WHAT THE TASK REQUIRES: Would you output the whole listing below, exactly as it reads?
====
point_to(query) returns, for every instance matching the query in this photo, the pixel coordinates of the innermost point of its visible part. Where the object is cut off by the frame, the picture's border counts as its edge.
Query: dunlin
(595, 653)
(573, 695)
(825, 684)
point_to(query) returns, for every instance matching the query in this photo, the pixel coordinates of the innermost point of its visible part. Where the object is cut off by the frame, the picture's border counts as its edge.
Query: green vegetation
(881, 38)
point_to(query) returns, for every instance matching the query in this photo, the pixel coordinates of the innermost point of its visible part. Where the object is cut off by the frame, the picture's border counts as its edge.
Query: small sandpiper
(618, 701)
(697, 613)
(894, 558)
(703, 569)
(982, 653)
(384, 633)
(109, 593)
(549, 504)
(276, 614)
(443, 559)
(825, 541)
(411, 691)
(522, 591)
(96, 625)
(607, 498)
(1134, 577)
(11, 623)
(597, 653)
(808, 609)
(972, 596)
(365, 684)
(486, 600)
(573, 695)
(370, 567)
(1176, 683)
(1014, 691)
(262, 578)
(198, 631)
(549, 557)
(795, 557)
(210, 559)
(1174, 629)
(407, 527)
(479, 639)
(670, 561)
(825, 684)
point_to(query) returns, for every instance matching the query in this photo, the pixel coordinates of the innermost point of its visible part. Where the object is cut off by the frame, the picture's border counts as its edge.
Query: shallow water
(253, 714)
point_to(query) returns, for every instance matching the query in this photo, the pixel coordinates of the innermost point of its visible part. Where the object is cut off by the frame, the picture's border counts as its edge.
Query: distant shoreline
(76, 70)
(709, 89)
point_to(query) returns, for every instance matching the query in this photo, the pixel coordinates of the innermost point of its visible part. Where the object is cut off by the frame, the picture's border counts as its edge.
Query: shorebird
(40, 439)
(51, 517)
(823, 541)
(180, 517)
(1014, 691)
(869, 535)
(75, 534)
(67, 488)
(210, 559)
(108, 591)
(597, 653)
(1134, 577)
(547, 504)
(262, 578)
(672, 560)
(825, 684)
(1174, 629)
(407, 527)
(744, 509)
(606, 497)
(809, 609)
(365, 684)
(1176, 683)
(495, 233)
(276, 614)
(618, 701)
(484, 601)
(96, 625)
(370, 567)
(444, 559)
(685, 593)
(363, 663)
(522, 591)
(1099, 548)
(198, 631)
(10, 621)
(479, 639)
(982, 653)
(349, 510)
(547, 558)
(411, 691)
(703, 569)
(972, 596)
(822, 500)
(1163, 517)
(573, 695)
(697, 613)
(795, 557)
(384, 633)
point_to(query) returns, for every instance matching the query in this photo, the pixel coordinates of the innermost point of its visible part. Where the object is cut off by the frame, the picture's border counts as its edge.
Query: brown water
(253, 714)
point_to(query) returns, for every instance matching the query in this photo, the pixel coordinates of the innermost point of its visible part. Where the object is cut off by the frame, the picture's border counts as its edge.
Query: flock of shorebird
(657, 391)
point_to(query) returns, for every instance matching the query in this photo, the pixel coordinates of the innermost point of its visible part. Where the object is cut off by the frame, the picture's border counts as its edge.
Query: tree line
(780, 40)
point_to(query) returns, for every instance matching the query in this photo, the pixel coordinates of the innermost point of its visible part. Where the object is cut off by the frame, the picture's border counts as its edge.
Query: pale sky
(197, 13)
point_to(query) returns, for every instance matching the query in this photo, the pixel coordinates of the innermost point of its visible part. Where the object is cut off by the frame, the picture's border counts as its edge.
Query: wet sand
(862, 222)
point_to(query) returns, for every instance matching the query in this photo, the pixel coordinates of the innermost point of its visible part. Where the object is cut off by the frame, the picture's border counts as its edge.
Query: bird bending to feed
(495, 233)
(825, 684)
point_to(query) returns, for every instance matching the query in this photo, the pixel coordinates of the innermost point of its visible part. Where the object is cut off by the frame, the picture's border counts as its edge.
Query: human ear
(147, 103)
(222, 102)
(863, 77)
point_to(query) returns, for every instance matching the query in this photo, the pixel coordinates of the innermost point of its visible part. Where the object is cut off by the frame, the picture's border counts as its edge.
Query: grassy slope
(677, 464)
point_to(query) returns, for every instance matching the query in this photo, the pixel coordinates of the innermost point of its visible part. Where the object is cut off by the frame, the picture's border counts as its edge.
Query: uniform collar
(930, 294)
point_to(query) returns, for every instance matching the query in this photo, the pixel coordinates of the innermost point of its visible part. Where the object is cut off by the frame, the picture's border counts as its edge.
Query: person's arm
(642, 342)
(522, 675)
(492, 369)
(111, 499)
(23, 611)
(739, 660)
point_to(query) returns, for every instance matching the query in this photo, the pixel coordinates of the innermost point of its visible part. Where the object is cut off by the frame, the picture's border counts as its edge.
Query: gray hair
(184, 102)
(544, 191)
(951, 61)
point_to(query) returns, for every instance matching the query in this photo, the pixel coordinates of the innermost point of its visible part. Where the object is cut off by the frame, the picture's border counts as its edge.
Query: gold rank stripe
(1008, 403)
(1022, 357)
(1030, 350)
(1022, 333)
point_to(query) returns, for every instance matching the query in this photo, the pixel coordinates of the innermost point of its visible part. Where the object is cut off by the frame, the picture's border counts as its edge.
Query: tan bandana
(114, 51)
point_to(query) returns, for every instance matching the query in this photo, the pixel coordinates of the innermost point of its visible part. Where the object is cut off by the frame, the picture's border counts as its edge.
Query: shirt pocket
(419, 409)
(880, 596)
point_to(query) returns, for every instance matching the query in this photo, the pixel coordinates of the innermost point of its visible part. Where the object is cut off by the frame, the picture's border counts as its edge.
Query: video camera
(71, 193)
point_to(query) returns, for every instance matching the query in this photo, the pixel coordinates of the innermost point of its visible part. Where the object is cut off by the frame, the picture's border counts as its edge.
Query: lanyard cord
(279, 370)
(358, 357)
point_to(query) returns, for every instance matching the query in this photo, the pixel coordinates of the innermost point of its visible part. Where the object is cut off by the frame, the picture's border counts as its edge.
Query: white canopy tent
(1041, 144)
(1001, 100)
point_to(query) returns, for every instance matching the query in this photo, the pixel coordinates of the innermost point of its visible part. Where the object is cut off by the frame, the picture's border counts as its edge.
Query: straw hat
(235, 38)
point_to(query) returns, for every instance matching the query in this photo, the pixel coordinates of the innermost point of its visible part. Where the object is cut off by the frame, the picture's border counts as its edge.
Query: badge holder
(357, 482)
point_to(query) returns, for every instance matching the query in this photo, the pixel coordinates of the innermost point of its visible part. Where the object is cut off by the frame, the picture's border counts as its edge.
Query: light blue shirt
====
OUTPUT OF THE TASK:
point_to(query) returns, for every instance matching the query in this photo, the pixel coordinates of the innermost point of its visible part. Where the object is cut off by the frame, the picture's border counts as its edge.
Query: dunlin
(595, 653)
(573, 695)
(825, 684)
point_to(query) returns, for every instance matching the query in this photo, the pixel coordinates of the innermost point of its visible part. Where the object is cut off by the frame, the picture's border counts as its edge.
Query: green vegetation
(881, 38)
point_to(query) returns, for every instance matching the query in this photo, the pixel coordinates of the innermost point of its visible part. Where the object is cut off by the frame, the picture's border counts as its edge.
Query: small sandpiper
(618, 701)
(697, 613)
(894, 558)
(703, 569)
(982, 653)
(384, 633)
(109, 593)
(549, 504)
(276, 614)
(443, 559)
(825, 541)
(411, 691)
(522, 591)
(96, 625)
(607, 498)
(1134, 577)
(11, 623)
(597, 653)
(808, 609)
(972, 596)
(365, 684)
(486, 600)
(573, 695)
(370, 567)
(1176, 683)
(1014, 691)
(262, 578)
(198, 631)
(549, 557)
(795, 557)
(210, 559)
(1174, 629)
(407, 527)
(479, 639)
(670, 561)
(825, 684)
point_to(query) returns, for every instance matching the query in this photo, the pixel coordinates of the innermost point of its visible part. Where the object is cut off by the frame, the picture's border counts as its edge.
Query: shallow water
(253, 714)
point_to(query) returns, for every instance matching the query in this photo, the pixel coordinates of the innermost point of its visible part. Where the object is cut off by the frame, the picture's border counts as its edge.
Query: distant shoreline
(76, 70)
(709, 89)
point_to(query) returns, for every instance matching the query in this photo, the pixel coordinates of the innermost point of its visible part. Where the object is cut off by the frame, the picture's border counts as its edge.
Query: shorebird
(40, 439)
(51, 517)
(823, 541)
(180, 517)
(1014, 691)
(869, 535)
(75, 534)
(67, 488)
(210, 559)
(108, 591)
(597, 653)
(1134, 577)
(547, 504)
(262, 578)
(672, 560)
(825, 684)
(1174, 629)
(407, 527)
(744, 509)
(606, 497)
(809, 609)
(365, 684)
(1176, 683)
(495, 233)
(276, 614)
(618, 701)
(484, 601)
(96, 625)
(370, 567)
(444, 559)
(685, 593)
(363, 663)
(522, 591)
(1099, 548)
(198, 631)
(10, 621)
(479, 639)
(982, 653)
(349, 510)
(547, 558)
(411, 691)
(703, 569)
(972, 596)
(822, 500)
(1163, 517)
(573, 695)
(697, 613)
(795, 557)
(384, 633)
point_to(query) returns, for every instance matching the query in this photo, the pixel coordinates of the innermost point of its visible part. Where the object is cut off by the frame, the picture's border counts as its edge.
Query: brown water
(253, 714)
point_to(query) returns, for every instance matching the query in this photo, the pixel coordinates of the innermost point of its visible part. Where the object is cut off by the frame, the picture's border counts as its edge.
Query: flock of shorebird
(657, 391)
point_to(query) returns, for every instance matching the query in this photo, the pixel coordinates of the innermost point of its visible part. Where the object is cut off by the frame, the picture's border counts as its edge.
Query: tree line
(780, 40)
point_to(query) returns, for every instance matching the query in this photo, the pixel coordinates of the innermost point of its visible part. Where the object is cut off by the frame, the picture's border counts as its edge.
Query: pale sky
(197, 13)
point_to(query) returns, for every instance matching the query in this photo, the pixel coordinates of the innermost point of its visible part. Where the object is cut off by the frame, the picture's border counts as its edge.
Query: wet sand
(862, 222)
point_to(query) returns, for every instance matching the query in this photo, the pixel coordinates of the innermost point of its visible part. Where the object is cut off by the frame, the picture's border counts as its edge.
Query: bird bending to feed
(495, 233)
(825, 684)
point_to(query) returns, for every instance matching the query in this photo, the pixel coordinates of the innermost point of its visible part. Where the object is cut off by the frame, the picture's border counts as its edge.
Query: human ear
(147, 103)
(222, 102)
(863, 77)
point_to(query) returns, for every instance matching the query in this photo, the pixel coordinates of the innermost point of its visible part. Where the object is cut off by the frame, the picture's border counts as its edge.
Query: grassy slope
(677, 464)
point_to(query) returns, for every instance matching the query in this photo, the pixel coordinates of the innermost point of its visible part. Where the object is cut off by the frame, the picture's border counts as its edge.
Query: uniform collar
(930, 294)
point_to(query) returns, for every instance matching the query in this photo, the pixel coordinates of the innermost point of its visible part. Where the object is cut off by the frame, the picture's border counts as its edge.
Query: person's arm
(642, 342)
(522, 675)
(492, 369)
(111, 499)
(23, 611)
(739, 660)
point_to(query) returns, for every instance matching the query in this photo, the pixel coordinates of the innermost point of its visible part. Where the object is cut off by the frame, the picture's border counts as its edge.
Query: gray hair
(184, 102)
(544, 191)
(951, 61)
point_to(query) returns, for every instance matching the query in this photo, the pixel coordinates of the innermost point of its visible part. Where the object is cut off by the frame, the picture's border counts as its edge.
Query: gold rank stripe
(1008, 403)
(1022, 357)
(1030, 350)
(1022, 333)
point_to(query) returns, for every instance matching the query in this photo, the pixel coordinates of the innermost point of its visible part. Where the object is cut off by the frame, the picture's border counts as its edge.
Query: tan bandana
(114, 51)
point_to(query) returns, for every instance matching the query in this photo, the pixel coordinates of the innermost point of its visible part. Where the object is cut off by the frame, the picture's border counts as its edge.
Query: shirt pocket
(419, 409)
(880, 596)
point_to(query) returns, for every instance matching the query in this photo, the pixel coordinates of the innermost point of its visible part. Where the object is cut off by the frame, the picture's border counts as its edge.
Query: video camera
(71, 193)
point_to(query) returns, for every instance matching the query in this photo, the pixel coordinates of the innermost point of its visible part. Where the object is cut off by the frame, the picture's border counts as its edge.
Query: lanyard cord
(279, 370)
(358, 357)
point_to(query) returns, for every instance matching the query in this photo, the pixel coordinates of the innermost point of its visible part. Where the object is cut off by the frame, the picture's border counts as its edge.
Query: white canopy tent
(1041, 144)
(1001, 100)
point_to(query) returns, for every instance matching the query in this photo, the pixel coordinates of the innermost point of its visible part. Where the object is cut off by the frame, the picture's border counts as its edge.
Query: straw hat
(235, 38)
point_to(query) returns, for every instance matching the query in this photo, the pixel coordinates of the innermost point of its visible part. Where the object is cut off by the frame, the picture's border counts as its edge.
Query: badge holder
(357, 482)
point_to(query) returns, for every instance matching the query in this photo, the pixel coordinates of the innermost point of its visible part. Where the object is cut off by the frame, the picture's border counts as its edge.
Query: light blue shirt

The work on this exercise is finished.